* **Problem**
Where does the word "green" show up in the records? Copy every line that holds it.

* **Records shown**

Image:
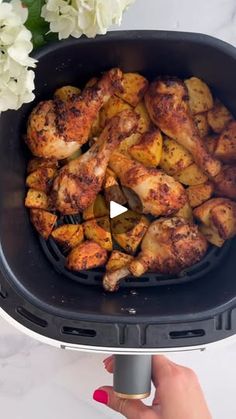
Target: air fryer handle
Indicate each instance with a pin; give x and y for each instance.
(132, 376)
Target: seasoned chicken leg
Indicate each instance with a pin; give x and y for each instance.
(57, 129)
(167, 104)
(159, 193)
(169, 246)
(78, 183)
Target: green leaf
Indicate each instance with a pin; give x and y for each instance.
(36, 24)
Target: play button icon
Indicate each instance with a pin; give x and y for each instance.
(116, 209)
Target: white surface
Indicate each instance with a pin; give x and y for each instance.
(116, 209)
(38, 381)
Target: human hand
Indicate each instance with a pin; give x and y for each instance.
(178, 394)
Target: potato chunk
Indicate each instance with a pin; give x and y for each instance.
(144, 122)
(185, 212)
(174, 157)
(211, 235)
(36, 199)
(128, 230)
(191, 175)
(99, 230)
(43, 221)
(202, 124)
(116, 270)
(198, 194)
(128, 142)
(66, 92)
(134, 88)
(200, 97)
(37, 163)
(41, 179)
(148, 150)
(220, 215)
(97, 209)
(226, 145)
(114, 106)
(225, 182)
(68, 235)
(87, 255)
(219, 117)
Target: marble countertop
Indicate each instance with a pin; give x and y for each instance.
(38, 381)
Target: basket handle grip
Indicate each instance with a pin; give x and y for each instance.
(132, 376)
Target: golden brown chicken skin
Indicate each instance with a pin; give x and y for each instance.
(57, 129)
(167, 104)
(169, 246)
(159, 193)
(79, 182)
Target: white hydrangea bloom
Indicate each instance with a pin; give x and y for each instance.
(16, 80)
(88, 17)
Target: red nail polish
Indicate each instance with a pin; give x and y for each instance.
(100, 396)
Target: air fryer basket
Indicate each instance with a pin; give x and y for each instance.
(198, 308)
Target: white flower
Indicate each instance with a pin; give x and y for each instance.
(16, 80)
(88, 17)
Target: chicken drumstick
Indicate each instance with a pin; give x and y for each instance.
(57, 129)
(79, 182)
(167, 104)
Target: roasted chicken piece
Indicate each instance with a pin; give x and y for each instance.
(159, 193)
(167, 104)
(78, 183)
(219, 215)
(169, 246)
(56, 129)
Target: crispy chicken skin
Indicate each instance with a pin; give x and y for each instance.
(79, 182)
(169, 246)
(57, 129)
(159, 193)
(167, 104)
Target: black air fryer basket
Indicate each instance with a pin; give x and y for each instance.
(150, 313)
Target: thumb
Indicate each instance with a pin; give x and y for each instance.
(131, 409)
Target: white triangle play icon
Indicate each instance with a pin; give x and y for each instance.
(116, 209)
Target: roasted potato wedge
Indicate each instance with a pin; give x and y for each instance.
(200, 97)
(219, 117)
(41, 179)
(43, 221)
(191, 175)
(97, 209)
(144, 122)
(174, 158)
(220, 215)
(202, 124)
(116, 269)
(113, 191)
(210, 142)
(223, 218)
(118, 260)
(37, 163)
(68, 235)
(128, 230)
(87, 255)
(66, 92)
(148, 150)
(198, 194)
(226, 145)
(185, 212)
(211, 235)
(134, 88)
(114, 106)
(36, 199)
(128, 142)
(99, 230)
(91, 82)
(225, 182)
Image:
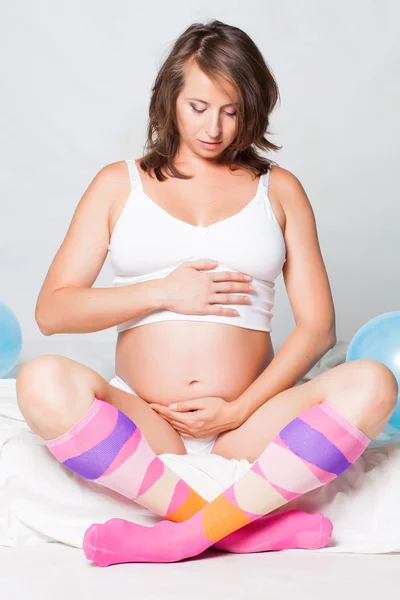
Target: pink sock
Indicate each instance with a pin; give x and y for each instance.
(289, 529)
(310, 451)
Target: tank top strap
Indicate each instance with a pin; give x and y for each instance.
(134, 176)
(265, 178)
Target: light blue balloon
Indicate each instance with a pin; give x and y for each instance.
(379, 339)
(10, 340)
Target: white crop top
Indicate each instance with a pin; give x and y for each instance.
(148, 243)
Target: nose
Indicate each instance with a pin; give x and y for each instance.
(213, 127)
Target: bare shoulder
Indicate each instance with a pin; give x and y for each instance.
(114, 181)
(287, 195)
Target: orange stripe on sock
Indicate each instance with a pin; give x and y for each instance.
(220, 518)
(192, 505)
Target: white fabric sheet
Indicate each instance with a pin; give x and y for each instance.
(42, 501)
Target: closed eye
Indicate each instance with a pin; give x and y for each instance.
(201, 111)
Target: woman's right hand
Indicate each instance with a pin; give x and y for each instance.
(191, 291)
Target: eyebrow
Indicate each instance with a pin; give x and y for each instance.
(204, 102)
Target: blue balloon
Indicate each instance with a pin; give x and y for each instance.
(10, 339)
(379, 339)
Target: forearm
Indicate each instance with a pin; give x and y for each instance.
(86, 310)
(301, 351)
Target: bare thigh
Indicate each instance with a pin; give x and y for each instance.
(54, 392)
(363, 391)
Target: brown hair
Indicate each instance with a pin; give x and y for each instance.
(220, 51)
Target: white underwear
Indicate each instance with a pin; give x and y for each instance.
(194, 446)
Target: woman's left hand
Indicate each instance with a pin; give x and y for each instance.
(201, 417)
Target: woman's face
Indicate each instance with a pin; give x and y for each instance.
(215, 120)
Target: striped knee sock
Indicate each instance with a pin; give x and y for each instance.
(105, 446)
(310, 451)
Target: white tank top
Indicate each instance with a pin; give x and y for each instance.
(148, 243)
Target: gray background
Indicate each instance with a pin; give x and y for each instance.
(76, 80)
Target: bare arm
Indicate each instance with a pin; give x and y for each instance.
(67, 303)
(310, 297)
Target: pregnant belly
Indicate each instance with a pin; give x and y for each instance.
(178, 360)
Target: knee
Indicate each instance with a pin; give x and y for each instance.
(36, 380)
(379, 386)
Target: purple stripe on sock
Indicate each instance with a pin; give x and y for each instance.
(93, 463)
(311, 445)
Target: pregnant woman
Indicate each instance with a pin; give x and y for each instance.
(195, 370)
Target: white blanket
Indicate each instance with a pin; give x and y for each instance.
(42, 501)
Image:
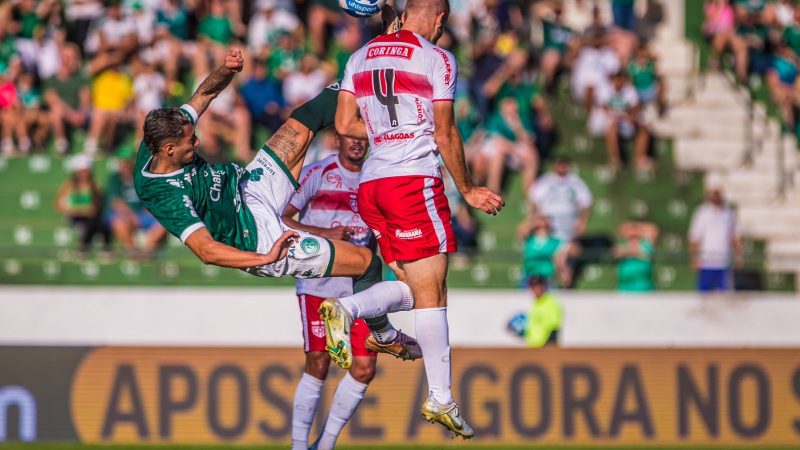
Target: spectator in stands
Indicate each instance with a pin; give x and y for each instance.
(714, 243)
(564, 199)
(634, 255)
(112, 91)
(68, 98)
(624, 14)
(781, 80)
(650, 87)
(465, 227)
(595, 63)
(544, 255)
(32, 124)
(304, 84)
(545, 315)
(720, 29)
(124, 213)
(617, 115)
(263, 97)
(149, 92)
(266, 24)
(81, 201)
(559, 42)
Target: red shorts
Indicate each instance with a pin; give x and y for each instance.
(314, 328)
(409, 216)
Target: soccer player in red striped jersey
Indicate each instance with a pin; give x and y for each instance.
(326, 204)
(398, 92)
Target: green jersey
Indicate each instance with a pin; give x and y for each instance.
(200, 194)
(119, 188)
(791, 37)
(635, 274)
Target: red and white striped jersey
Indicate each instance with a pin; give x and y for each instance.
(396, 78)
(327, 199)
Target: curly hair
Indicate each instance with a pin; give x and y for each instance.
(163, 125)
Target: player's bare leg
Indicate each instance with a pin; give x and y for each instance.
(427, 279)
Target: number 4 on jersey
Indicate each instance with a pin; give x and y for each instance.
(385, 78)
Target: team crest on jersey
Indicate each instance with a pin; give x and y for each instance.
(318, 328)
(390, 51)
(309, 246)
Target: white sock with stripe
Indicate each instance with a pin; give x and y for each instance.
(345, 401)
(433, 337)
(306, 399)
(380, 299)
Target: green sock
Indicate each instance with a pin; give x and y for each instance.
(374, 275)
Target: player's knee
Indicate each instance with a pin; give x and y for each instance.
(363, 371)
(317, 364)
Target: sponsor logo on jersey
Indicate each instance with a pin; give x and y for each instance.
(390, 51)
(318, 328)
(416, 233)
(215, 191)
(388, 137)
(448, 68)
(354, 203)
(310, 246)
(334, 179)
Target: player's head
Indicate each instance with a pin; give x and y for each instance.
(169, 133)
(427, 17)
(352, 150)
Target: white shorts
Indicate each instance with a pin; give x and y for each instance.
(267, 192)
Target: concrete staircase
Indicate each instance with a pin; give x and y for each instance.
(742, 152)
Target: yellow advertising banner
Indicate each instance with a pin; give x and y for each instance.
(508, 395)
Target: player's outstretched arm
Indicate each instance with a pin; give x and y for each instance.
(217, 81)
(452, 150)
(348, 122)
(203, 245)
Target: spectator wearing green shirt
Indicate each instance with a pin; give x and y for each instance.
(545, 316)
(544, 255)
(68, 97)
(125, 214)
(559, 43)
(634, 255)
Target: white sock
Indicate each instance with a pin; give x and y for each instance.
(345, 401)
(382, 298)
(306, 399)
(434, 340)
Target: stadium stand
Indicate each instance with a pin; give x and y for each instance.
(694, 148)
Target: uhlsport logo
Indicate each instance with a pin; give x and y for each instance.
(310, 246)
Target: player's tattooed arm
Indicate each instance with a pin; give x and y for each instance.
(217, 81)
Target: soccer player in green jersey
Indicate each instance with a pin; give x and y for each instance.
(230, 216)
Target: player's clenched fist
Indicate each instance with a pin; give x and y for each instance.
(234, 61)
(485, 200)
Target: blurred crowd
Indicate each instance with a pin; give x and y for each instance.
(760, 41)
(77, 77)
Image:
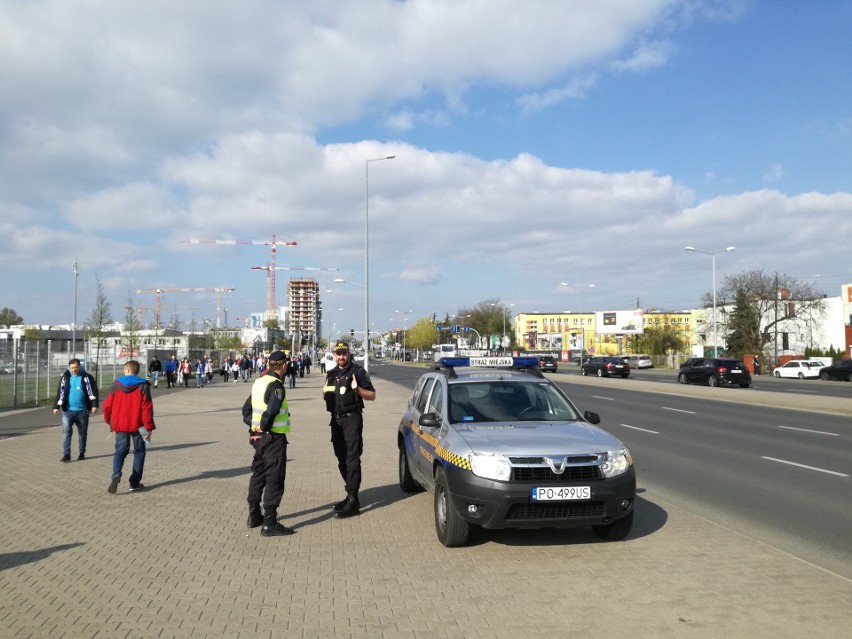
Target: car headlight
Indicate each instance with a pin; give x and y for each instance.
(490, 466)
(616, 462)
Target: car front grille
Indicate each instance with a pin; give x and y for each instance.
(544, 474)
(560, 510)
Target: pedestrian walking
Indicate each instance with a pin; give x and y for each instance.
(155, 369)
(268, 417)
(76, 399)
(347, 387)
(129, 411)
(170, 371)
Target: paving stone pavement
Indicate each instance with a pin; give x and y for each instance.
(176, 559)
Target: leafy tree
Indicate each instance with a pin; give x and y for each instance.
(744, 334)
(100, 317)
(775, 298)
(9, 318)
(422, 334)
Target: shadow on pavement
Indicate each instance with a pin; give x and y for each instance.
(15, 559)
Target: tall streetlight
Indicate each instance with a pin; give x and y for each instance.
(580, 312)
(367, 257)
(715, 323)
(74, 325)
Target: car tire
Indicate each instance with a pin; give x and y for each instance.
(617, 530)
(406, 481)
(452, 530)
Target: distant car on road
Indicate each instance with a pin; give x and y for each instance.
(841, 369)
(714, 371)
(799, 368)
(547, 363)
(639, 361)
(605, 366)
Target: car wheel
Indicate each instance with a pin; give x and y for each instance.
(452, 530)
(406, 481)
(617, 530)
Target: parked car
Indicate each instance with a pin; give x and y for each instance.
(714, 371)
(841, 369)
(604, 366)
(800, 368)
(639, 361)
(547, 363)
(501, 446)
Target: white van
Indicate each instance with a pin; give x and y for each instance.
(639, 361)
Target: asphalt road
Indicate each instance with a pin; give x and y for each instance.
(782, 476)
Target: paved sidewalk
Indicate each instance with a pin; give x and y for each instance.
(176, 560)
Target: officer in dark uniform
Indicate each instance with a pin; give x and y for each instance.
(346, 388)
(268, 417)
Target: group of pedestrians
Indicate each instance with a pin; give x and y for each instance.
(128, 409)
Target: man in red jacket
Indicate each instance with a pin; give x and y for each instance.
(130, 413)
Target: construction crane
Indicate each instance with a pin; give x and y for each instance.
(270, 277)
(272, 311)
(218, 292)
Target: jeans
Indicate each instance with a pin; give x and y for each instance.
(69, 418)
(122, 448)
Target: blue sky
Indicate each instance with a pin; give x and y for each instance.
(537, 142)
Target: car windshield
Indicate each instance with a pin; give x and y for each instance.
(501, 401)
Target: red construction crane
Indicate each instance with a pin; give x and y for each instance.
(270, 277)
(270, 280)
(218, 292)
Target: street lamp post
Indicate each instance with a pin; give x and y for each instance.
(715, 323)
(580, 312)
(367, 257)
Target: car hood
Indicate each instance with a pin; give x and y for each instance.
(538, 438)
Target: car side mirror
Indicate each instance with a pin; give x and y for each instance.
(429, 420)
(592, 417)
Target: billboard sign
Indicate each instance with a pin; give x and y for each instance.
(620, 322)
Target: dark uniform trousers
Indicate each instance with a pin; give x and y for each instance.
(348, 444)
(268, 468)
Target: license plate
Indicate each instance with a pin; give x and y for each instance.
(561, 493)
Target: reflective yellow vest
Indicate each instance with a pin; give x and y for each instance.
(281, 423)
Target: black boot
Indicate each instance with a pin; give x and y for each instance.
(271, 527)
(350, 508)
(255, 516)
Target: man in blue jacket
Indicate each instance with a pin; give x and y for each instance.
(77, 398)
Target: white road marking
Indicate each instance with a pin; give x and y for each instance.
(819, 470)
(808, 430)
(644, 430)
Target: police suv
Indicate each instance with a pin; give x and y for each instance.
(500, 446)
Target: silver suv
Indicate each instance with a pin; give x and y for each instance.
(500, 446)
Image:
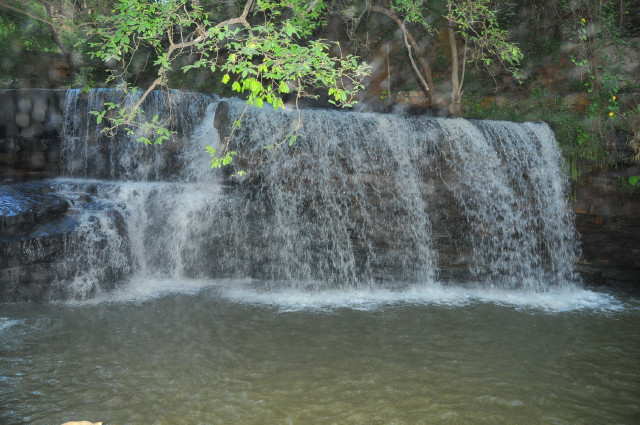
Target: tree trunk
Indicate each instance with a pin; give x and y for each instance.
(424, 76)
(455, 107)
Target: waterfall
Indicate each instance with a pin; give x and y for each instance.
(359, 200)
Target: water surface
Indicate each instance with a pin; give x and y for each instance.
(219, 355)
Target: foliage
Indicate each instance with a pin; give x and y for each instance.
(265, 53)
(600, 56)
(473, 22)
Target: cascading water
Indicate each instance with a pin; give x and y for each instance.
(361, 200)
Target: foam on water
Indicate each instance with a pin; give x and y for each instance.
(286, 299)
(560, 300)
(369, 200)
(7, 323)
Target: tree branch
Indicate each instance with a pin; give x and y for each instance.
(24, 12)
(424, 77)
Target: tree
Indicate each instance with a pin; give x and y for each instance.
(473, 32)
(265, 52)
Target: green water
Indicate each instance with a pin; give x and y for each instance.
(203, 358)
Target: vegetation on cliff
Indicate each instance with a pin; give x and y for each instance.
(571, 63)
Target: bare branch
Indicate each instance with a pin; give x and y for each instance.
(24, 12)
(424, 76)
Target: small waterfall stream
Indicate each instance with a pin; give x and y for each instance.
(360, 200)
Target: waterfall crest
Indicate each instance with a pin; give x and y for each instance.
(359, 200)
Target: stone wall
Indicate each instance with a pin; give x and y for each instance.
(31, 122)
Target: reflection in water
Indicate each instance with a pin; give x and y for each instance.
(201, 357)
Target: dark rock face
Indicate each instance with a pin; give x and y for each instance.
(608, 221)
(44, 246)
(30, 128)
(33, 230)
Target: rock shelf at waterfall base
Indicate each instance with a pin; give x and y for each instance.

* **Answer for the task**
Target: green leaf
Target: green jersey
Target: green sock
Target: spectator wearing green shirt
Target: soccer player in green jersey
Target: green water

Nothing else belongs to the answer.